◆ AIM OF THE EXERCISE ◆
Quote exactly the lines running from the line with "Tag the empty" to the end of the entries, including both, and nothing else.

Dataset excerpts on object pointing:
┄┄┄┄┄┄┄┄┄┄

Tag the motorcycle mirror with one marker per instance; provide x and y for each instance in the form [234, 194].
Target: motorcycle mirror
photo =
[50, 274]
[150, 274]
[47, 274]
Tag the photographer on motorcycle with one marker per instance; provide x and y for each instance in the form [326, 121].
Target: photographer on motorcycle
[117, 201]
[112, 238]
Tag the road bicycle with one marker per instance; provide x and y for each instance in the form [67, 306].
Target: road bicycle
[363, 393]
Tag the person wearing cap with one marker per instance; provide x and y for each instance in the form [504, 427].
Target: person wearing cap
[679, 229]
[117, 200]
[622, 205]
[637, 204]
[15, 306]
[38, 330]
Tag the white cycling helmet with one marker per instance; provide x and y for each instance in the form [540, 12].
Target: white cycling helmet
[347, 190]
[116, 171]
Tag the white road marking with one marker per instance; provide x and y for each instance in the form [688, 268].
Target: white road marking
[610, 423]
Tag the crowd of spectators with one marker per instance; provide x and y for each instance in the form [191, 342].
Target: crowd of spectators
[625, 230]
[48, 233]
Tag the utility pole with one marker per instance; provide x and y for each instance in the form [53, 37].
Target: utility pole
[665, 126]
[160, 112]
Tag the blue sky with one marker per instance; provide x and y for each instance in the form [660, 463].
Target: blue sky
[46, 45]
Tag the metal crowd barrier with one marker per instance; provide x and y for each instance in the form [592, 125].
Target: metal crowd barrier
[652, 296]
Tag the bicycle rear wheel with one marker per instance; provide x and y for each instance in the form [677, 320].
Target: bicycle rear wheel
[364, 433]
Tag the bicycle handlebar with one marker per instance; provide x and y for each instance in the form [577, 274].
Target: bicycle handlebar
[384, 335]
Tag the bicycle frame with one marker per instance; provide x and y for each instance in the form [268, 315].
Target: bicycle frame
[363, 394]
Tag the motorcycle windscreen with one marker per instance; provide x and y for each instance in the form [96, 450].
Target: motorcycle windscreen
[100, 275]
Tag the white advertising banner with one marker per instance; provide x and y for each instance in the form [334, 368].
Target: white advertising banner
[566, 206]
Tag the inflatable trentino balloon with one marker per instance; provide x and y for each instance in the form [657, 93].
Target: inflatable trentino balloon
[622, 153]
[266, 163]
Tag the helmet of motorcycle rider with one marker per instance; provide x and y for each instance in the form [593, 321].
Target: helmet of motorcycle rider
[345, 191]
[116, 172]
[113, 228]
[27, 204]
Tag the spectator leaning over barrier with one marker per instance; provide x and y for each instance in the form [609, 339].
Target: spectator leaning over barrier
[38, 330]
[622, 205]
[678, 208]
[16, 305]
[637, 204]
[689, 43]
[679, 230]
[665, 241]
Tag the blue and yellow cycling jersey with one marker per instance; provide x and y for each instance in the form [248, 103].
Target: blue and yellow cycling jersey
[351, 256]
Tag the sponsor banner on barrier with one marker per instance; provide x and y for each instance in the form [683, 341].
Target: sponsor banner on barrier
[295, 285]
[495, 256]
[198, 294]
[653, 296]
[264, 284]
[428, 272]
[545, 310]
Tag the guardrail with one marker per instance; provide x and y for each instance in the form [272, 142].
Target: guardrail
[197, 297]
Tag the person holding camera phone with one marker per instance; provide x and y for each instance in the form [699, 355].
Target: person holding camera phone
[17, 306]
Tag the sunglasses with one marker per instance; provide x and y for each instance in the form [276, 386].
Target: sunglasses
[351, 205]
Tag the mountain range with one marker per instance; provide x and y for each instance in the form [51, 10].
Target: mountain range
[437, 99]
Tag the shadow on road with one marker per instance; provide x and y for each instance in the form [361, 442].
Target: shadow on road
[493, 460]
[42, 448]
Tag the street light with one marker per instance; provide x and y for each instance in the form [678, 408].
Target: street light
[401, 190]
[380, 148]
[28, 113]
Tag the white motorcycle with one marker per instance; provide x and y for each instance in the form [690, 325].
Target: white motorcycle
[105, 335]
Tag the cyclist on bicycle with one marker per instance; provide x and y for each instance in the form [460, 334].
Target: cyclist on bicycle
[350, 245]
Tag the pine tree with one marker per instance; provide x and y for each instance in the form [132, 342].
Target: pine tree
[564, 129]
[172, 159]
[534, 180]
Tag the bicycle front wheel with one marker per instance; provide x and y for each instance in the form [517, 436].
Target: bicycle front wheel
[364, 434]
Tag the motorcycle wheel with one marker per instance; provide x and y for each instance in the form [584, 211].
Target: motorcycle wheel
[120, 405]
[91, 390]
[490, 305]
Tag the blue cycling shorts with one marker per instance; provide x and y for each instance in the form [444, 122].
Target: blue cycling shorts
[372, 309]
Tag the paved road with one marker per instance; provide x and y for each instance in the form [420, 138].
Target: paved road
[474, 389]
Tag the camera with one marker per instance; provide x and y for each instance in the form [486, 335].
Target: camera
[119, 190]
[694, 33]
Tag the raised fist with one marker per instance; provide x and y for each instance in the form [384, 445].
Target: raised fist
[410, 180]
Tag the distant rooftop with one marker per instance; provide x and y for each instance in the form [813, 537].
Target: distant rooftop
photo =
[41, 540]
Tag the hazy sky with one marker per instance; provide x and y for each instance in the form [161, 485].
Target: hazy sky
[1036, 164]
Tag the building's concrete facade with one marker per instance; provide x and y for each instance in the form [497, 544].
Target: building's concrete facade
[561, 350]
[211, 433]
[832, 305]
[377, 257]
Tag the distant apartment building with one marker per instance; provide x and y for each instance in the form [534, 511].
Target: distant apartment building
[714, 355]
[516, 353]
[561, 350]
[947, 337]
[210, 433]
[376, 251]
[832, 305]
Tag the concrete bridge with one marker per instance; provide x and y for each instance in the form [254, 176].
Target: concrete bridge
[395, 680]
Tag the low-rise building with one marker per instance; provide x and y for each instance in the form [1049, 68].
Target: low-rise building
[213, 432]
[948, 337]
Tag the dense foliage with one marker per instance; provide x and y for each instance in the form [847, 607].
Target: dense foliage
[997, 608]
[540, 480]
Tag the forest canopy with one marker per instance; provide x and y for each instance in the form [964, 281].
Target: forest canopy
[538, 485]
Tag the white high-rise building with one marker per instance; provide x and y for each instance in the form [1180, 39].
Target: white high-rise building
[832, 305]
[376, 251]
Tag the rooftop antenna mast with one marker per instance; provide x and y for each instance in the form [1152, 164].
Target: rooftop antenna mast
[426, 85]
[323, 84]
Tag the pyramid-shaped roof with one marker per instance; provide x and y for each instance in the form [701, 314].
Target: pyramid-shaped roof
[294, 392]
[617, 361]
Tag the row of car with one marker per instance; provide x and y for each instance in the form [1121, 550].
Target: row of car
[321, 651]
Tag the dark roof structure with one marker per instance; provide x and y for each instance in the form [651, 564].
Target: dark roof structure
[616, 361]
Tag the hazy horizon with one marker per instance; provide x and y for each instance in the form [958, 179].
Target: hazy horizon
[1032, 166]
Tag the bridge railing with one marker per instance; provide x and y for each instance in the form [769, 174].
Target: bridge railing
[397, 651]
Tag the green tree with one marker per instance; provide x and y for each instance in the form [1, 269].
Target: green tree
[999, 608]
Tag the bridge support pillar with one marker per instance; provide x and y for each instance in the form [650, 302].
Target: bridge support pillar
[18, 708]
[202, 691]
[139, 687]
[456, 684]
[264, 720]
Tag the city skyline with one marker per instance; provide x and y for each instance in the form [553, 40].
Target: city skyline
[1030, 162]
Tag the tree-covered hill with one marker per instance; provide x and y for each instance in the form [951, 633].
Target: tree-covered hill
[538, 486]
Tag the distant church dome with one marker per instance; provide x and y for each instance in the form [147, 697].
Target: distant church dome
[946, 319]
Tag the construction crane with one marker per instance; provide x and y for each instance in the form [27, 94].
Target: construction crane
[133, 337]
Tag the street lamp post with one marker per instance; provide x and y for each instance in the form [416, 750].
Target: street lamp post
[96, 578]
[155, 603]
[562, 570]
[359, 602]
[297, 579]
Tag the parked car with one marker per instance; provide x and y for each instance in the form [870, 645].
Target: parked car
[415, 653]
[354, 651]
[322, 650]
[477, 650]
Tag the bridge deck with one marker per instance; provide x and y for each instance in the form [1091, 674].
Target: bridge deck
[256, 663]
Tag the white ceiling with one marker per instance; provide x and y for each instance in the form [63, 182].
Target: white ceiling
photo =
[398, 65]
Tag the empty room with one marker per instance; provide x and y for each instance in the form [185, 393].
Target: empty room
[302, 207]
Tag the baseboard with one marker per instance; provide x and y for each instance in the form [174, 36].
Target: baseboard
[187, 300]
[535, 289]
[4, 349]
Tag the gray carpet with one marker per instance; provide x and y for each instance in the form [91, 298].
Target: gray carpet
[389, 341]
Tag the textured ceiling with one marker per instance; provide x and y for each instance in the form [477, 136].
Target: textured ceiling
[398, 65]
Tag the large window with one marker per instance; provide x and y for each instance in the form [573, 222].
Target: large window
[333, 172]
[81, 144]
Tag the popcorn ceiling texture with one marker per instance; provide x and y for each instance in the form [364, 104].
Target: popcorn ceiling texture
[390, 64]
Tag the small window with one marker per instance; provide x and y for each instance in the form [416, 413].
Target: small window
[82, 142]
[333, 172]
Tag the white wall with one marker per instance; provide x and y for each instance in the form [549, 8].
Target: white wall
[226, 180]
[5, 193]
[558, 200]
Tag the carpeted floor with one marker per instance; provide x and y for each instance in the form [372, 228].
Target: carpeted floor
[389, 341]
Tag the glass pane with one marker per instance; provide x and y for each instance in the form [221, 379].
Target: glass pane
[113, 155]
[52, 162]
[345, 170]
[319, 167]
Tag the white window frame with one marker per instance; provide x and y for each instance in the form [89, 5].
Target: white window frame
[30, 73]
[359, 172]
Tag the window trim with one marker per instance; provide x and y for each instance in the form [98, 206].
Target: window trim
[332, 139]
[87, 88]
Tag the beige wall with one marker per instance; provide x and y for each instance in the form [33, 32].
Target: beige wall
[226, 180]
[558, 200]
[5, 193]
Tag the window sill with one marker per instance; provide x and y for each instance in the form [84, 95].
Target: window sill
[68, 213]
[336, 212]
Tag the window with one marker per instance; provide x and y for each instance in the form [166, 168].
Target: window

┄┄┄┄┄┄┄┄┄┄

◆ EXPECTED ANSWER ◆
Tag the empty room with one marker per instance; provide x and y for each instance in the form [185, 393].
Target: empty room
[302, 207]
Tag the baseboard with one marker per instance; provide x and y for each instance in the form [174, 36].
Target: baseboard
[187, 300]
[535, 289]
[4, 349]
Tag the gray carpet with one marker per instance; provide x and y for each instance in the form [91, 298].
Target: gray carpet
[389, 341]
Tag the textured ceiling with one marker per instance; provide x and y for each instance in the form [477, 136].
Target: textured ceiling
[398, 65]
Tag the large window with one marker per instance; provide x and y for each instance in the form [573, 222].
Target: large window
[333, 172]
[81, 144]
Tag the popcorn ceiling texture with one marker per instance; provide x and y for each instance in the form [364, 104].
Target: popcorn ceiling texture
[390, 64]
Tag the small window with one marker per instance; provide x and y for each instance in the form [416, 413].
Target: small window
[82, 142]
[333, 172]
Tag the white wall with one marker per instance; provide x and y for each instance in the form [549, 8].
Target: white wall
[226, 180]
[5, 193]
[558, 200]
Tag the carpeted floor with one marker per instance; provide x and y for each instance in the form [372, 228].
Target: carpeted floor
[389, 341]
Tag the glass pane with one marker per instance; provide x and y for each instance in the form [221, 379].
Target: glass pane
[113, 155]
[52, 162]
[345, 170]
[319, 167]
Tag the white window frame with one marker per instance; provide x and y for each instance in the form [89, 5].
Target: white window frame
[30, 73]
[359, 172]
Tag the window trim with one marker per instance; provide x and y for each instance in the form [98, 206].
Target: window trim
[332, 139]
[87, 88]
Tag the beige wall with one marker per instance; provide x and y for each instance in the form [33, 32].
Target: beige wall
[226, 180]
[558, 200]
[5, 193]
Tag the window sill with one marker per instance; provide x and y for each instance in the form [84, 95].
Target: window sill
[68, 213]
[336, 212]
Tag the window with one marker per instance; provide x and y for each instance in the form [166, 168].
Target: window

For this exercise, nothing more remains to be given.